_Excerpted passage_.
####
I'm glad to see Traubel got a vote. To me her voice was maybe even more beautiful than Flagstad and of astonishing size, but her top was much more iffy. She began as a contralto and pushed her voice up. The top began it's retreat fairly early. I love her very much and no one does the Liebestod like she does.


----------



## badRomance (Nov 22, 2011)

Flagstad's voice is warmer and had fantastic mid and low notes but it appears Flagstad was afraid of those high notes. Even in the 1938 video where she was introduced by Bob Hope, she sang Hojotoho transposed down. There is a recording of her singing that high C in Götterdämmerung and it rang like a golden bell so it seems it was at least partly a mental obstacle. Nilsson is not as warm but I find her more expressive overall, and she confronted those high notes head on. Both ladies produce high notes that shimmer. But I have to put my vote for Nilsson.


----------



## moody (Nov 5, 2011)

I would have thought that Frida Leider is Flagstad's true alternative,but you won't find many here who know of her I suppose.


----------



## Pip (Aug 16, 2013)

ComposerOfAvantGarde said:


> Waltraud Meier...................not on the poll?


She cannot be considered as she did not sing Brünnhilde as all the listed sopranos on the Poll did.

Flagstad is the One - Frida Leider is also a good idea, but unfortunately none of her greatest days were recorded.
We have only the bits and pieces to judge her by, whereas with Flagstad we have all the pre-war CG and MET recordings and the post war Ring and Tristan with Furtwängler.
Her nearest rival would have to be Nilsson.
Traubel was good, but not that good.Varnay was the more accomplished Wagnerian.
Flagstad -1 
Varnay - 2
Nilsson - 3
Leider - 4
Shuard - 5 (my write in vote)
G. Jones. 6
Dvorakova - 7
Traubel would come somewhere about here.


----------



## Itullian (Aug 27, 2011)
####
_Material provided_.
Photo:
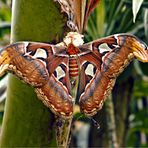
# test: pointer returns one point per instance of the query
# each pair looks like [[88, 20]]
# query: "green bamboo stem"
[[27, 122]]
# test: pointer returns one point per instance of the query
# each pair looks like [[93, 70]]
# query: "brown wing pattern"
[[121, 49], [35, 64]]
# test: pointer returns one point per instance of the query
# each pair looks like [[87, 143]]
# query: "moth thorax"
[[74, 38]]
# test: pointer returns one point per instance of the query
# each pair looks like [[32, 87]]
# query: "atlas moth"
[[53, 70]]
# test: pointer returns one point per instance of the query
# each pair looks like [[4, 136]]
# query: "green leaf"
[[136, 7]]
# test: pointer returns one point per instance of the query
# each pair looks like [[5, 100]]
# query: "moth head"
[[74, 38], [140, 50], [4, 62]]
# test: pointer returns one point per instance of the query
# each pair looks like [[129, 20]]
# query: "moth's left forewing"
[[116, 52]]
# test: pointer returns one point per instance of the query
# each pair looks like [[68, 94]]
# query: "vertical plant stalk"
[[111, 122], [27, 122], [63, 128]]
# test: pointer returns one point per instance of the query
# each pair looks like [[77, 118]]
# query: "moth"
[[50, 69], [53, 70]]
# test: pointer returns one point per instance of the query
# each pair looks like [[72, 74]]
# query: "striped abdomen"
[[73, 67]]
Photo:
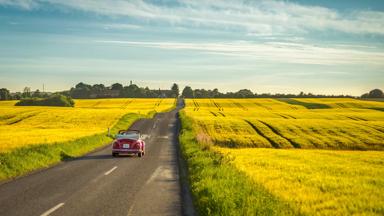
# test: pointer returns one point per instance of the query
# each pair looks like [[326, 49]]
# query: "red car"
[[128, 142]]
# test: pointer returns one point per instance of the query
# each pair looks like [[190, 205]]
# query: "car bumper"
[[126, 151]]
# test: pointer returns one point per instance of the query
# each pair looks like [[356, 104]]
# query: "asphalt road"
[[99, 184]]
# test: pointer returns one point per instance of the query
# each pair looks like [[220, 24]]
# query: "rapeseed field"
[[299, 156], [23, 126]]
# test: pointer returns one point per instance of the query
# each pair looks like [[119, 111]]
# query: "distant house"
[[106, 94]]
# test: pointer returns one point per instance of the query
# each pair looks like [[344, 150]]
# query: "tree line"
[[117, 90]]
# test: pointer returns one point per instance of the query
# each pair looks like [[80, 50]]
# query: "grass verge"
[[218, 188], [26, 159]]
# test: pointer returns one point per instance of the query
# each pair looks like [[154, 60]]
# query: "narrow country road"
[[99, 184]]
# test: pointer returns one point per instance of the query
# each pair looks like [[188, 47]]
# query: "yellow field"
[[318, 182], [304, 171], [273, 123], [21, 126]]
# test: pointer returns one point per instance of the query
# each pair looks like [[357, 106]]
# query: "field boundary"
[[32, 159], [217, 186]]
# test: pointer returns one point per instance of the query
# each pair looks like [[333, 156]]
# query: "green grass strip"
[[26, 159], [218, 188]]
####
_Challenges_.
**1)** Can you return the part of the soprano forum thread starting at "## Pip (Aug" and ending at "days were recorded.", word for word?
**2)** Could you rewrite the records as a numbered list, starting at the first line of the records and ending at the line containing "[[128, 142]]", with blank lines and the pictures left out?

_Solutions for each task_.
**1)**
## Pip (Aug 16, 2013)

ComposerOfAvantGarde said:


> Waltraud Meier...................not on the poll?


She cannot be considered as she did not sing Brünnhilde as all the listed sopranos on the Poll did.

Flagstad is the One - Frida Leider is also a good idea, but unfortunately none of her greatest days were recorded.

**2)**
1. Photo:
2. # test: pointer returns one point per instance of the query
3. # each pair looks like [[88, 20]]
4. # query: "green bamboo stem"
5. [[27, 122]]
6. # test: pointer returns one point per instance of the query
7. # each pair looks like [[93, 70]]
8. # query: "brown wing pattern"
9. [[121, 49], [35, 64]]
10. # test: pointer returns one point per instance of the query
11. # each pair looks like [[87, 143]]
12. # query: "moth thorax"
13. [[74, 38]]
14. # test: pointer returns one point per instance of the query
15. # each pair looks like [[32, 87]]
16. # query: "atlas moth"
17. [[53, 70]]
18. # test: pointer returns one point per instance of the query
19. # each pair looks like [[4, 136]]
20. # query: "green leaf"
21. [[136, 7]]
22. # test: pointer returns one point per instance of the query
23. # each pair looks like [[5, 100]]
24. # query: "moth head"
25. [[74, 38], [140, 50], [4, 62]]
26. # test: pointer returns one point per instance of the query
27. # each pair looks like [[129, 20]]
28. # query: "moth's left forewing"
29. [[116, 52]]
30. # test: pointer returns one point per instance of the query
31. # each pair looks like [[68, 94]]
32. # query: "vertical plant stalk"
33. [[111, 122], [27, 122], [63, 128]]
34. # test: pointer returns one point per instance of the query
35. # each pair looks like [[77, 118]]
36. # query: "moth"
37. [[50, 69], [53, 70]]
38. # test: pointer returns one point per instance of the query
39. # each pair looks like [[72, 74]]
40. # query: "striped abdomen"
41. [[73, 67]]
42. Photo:
43. # test: pointer returns one point per instance of the query
44. # each pair looks like [[326, 49]]
45. # query: "red car"
46. [[128, 142]]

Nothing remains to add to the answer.